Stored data

[Start of Attachment]

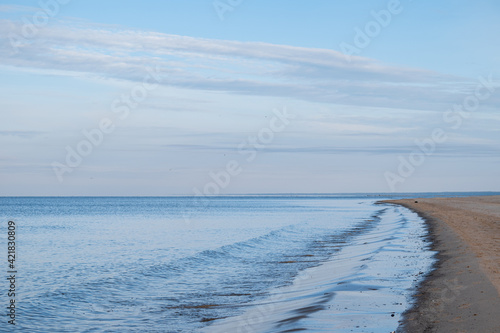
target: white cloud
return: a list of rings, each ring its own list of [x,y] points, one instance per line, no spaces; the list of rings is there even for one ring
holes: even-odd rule
[[[157,32],[57,23],[40,29],[12,52],[9,36],[21,23],[2,20],[4,65],[62,70],[140,81],[159,66],[170,86],[235,94],[292,97],[346,105],[444,110],[474,82],[381,64],[333,50],[259,42],[210,40]],[[462,91],[462,92],[460,92]],[[458,97],[457,97],[458,96]],[[498,98],[485,103],[497,105]]]

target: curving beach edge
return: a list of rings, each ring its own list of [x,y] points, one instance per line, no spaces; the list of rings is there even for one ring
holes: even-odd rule
[[[398,332],[500,332],[500,196],[381,202],[425,219],[438,253]]]

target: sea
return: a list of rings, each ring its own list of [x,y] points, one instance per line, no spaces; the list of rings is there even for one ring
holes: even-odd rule
[[[378,201],[486,194],[0,197],[0,331],[389,333],[436,254]]]

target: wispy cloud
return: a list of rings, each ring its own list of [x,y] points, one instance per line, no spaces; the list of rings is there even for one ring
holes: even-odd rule
[[[23,139],[32,139],[44,134],[41,131],[0,131],[0,136],[13,136]]]
[[[164,146],[149,146],[154,151],[177,150],[182,152],[226,152],[237,153],[233,147],[216,146],[216,145],[191,145],[191,144],[171,144]],[[372,147],[349,147],[349,146],[301,146],[301,147],[287,147],[287,146],[270,146],[260,149],[261,153],[272,154],[319,154],[319,155],[346,155],[346,154],[360,154],[367,155],[395,155],[406,154],[412,151],[414,146],[400,145],[400,146],[372,146]],[[130,147],[133,150],[147,150],[147,146],[140,146],[136,148]],[[490,157],[493,154],[500,152],[500,149],[494,144],[450,144],[443,146],[435,156],[441,157],[467,157],[467,156],[486,156]]]
[[[337,51],[260,42],[211,40],[120,30],[82,22],[44,27],[11,52],[22,23],[1,20],[4,65],[140,81],[161,69],[169,86],[235,94],[293,97],[346,105],[439,110],[474,82],[432,71],[388,66],[368,58],[346,62]],[[498,103],[498,98],[487,101]],[[486,105],[486,103],[485,103]]]

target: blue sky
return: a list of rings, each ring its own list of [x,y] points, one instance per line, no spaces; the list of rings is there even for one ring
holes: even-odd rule
[[[499,9],[0,1],[0,195],[499,190]]]

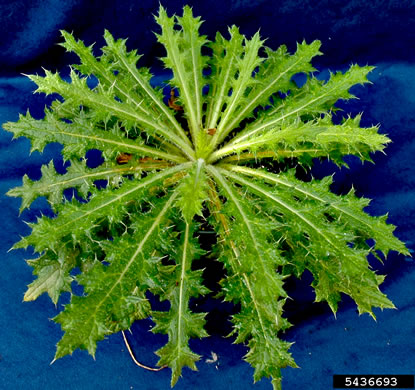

[End of Attachment]

WORK REQUIRED
What is needed is an exact reprint of every entry, pictures excluded.

ANSWER TO THIS EXERCISE
target: white cloud
return: a list of rings, each ring its own list of [x,y] points, one instance per line, no spaces; the list of rings is there even for one ring
holes: even-odd rule
[[[157,32],[57,23],[40,29],[12,52],[9,36],[21,23],[2,20],[4,65],[62,70],[140,81],[159,66],[170,86],[235,94],[292,97],[346,105],[444,110],[474,82],[381,64],[333,50],[259,42],[210,40]],[[462,91],[462,92],[460,92]],[[458,97],[457,97],[458,96]],[[498,98],[485,103],[497,105]]]

target: curving beach edge
return: a list of rings, each ring its own list of [x,y] points, one instance per line, no spaces; the list of rings is there even for one ring
holes: even-odd rule
[[[398,332],[500,332],[500,196],[381,202],[425,219],[438,253]]]

target: sea
return: a list of rings, each ring its own list of [x,y] points, one instance per line, no spaces; the list of rings is there even for one ring
holes: even-odd rule
[[[378,201],[486,194],[0,197],[0,331],[389,333],[436,254]]]

target: wispy cloud
return: a list of rings, each ring its own list of [x,y] points, one instance per line, no spaces; the list of rings is there even for one ring
holes: even-odd rule
[[[23,139],[32,139],[44,134],[41,131],[0,131],[0,136],[13,136]]]
[[[164,146],[149,146],[154,151],[177,150],[182,152],[226,152],[237,153],[233,147],[216,146],[216,145],[191,145],[191,144],[171,144]],[[372,147],[349,147],[349,146],[301,146],[301,147],[287,147],[287,146],[270,146],[260,149],[261,153],[272,154],[319,154],[319,155],[346,155],[346,154],[360,154],[367,155],[395,155],[406,154],[412,151],[414,146],[400,145],[400,146],[372,146]],[[130,147],[133,150],[147,150],[147,146],[140,146],[136,148]],[[490,157],[493,154],[500,152],[500,149],[494,144],[450,144],[443,146],[435,156],[441,157],[467,157],[467,156],[486,156]]]
[[[337,51],[260,42],[211,40],[120,30],[82,22],[44,27],[11,52],[22,23],[1,20],[4,65],[140,81],[161,69],[169,86],[235,94],[293,97],[346,105],[439,110],[474,82],[432,71],[388,66],[368,58],[346,62]],[[498,103],[498,98],[487,101]],[[486,105],[486,103],[485,103]]]

target: blue sky
return: a list of rings, each ring its own list of [x,y] points, one instance per line, no spaces; the list of rings is there even for one ring
holes: even-odd rule
[[[499,9],[0,1],[0,195],[499,190]]]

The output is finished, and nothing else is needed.